**PROMPT:** What lines in the entries hold the string "instance"? List them.

**SUPPLIED RECORDS:**
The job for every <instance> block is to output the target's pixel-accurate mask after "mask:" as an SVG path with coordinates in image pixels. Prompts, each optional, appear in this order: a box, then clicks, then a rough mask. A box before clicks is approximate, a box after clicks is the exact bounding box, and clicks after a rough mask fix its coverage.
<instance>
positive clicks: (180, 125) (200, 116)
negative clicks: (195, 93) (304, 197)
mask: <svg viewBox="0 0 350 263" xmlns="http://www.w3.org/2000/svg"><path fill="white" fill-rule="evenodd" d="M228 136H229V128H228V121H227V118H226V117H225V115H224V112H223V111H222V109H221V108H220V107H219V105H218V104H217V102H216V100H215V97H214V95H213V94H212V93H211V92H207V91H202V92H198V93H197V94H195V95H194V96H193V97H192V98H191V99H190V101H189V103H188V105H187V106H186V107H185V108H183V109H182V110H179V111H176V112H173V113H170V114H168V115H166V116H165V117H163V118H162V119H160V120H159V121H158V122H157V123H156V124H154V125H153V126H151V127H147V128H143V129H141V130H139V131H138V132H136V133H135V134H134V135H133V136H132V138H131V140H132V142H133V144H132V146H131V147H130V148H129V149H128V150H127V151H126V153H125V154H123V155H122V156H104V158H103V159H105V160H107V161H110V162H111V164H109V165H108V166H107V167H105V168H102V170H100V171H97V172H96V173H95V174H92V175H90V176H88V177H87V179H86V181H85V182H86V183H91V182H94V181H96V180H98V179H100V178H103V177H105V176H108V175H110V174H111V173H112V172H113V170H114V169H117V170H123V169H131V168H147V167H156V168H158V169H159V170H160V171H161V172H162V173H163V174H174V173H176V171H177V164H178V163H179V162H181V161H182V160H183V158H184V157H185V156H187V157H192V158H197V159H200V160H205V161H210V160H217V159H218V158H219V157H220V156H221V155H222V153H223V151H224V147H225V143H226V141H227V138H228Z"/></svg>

**EXERCISE SOLUTION:**
The job for every <instance> block is to output the target's pixel-accurate mask after "mask:" as an SVG path with coordinates in image pixels. Prompts, each optional, appear in this order: a box, then clicks, then a rough mask. A box before clicks is approximate, a box after clicks is the exact bounding box, and clicks after a rough mask fix its coverage.
<instance>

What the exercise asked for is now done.